WHAT YOU NEED TO DO>
Please collect every line of the listing below that contains the word "poster".

TASK INPUTS>
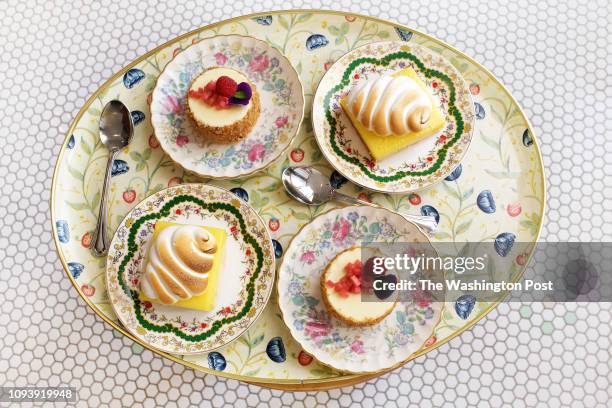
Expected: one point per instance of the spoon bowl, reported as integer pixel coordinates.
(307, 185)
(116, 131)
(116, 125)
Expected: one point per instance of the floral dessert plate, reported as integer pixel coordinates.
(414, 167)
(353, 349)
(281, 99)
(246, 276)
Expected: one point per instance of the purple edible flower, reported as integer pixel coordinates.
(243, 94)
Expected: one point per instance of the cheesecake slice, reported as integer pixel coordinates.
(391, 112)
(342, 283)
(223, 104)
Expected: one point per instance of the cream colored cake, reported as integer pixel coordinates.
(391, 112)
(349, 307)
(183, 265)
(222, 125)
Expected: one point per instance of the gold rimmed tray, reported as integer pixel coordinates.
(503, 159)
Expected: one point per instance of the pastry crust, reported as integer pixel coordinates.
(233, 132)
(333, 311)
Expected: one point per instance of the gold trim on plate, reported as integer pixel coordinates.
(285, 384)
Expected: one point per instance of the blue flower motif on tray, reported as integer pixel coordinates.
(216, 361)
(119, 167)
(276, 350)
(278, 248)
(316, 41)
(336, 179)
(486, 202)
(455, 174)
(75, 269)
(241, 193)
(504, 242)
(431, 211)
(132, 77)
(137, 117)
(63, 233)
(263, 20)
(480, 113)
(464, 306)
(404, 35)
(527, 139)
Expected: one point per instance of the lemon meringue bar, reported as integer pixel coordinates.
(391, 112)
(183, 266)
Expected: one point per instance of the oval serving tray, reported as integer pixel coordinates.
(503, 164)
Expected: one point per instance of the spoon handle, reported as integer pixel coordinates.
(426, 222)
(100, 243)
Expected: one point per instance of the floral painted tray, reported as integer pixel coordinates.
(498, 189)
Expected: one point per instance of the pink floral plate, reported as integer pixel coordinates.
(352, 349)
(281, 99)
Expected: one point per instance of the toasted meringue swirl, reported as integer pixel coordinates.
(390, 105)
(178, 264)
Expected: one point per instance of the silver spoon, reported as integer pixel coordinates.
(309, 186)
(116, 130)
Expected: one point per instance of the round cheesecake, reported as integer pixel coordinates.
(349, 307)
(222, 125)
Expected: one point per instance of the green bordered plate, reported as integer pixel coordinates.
---
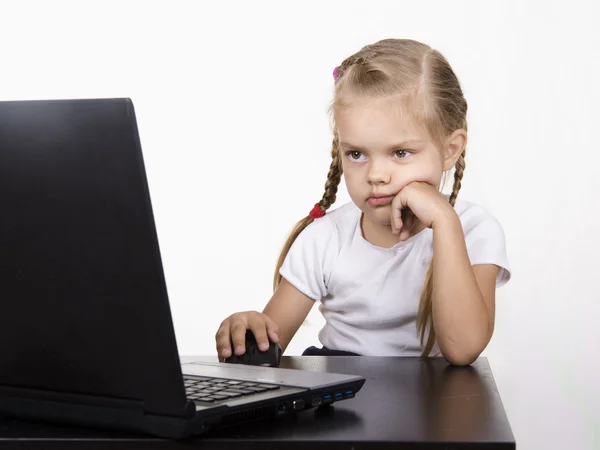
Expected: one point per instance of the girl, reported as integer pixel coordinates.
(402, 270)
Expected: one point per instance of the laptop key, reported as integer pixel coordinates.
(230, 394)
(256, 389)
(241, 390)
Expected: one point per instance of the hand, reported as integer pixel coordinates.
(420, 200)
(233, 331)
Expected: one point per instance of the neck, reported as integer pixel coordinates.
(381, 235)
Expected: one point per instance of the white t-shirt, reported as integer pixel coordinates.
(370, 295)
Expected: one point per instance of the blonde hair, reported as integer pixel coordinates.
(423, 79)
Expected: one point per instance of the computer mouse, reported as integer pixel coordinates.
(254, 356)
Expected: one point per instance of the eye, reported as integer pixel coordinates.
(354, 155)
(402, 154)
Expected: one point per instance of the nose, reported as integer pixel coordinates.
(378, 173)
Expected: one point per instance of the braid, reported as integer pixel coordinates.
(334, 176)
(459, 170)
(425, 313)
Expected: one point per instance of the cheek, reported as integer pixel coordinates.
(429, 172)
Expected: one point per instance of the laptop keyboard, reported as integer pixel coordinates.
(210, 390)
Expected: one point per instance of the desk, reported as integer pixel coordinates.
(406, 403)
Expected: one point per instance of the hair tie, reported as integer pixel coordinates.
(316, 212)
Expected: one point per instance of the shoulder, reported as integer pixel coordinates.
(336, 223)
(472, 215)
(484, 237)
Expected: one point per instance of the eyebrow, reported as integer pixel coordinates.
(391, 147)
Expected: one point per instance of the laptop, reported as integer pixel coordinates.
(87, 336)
* * *
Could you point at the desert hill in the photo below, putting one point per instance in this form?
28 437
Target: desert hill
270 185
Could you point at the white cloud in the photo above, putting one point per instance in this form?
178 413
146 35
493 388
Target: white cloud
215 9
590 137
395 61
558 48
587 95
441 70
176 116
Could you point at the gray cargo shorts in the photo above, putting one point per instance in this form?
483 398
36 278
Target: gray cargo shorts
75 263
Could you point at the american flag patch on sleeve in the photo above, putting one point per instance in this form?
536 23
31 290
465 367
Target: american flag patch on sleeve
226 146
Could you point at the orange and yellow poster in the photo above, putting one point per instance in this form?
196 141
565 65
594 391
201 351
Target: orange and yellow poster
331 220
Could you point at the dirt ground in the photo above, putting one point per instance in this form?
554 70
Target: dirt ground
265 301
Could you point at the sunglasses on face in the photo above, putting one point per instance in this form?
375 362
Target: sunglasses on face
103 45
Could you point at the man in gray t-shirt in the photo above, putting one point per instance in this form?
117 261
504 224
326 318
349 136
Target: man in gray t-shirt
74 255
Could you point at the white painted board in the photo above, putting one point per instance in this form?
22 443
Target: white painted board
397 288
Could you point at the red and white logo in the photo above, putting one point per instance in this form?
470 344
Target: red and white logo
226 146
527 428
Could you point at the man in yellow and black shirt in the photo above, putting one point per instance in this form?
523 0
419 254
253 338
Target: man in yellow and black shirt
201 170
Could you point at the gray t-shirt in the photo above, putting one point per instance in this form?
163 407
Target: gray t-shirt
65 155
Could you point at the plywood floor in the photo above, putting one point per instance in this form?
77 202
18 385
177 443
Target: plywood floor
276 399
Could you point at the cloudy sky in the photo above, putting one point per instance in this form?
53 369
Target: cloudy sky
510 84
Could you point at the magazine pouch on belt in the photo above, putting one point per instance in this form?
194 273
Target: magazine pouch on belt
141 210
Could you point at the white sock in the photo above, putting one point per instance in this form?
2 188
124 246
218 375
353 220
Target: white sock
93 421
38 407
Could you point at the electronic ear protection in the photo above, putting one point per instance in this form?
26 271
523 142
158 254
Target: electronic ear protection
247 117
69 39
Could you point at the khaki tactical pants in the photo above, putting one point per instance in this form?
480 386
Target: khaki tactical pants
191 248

WRITTEN SOLUTION>
Could you point at the orange and yellow poster in the photo above, putting one point per instance in this form?
Target: orange and yellow poster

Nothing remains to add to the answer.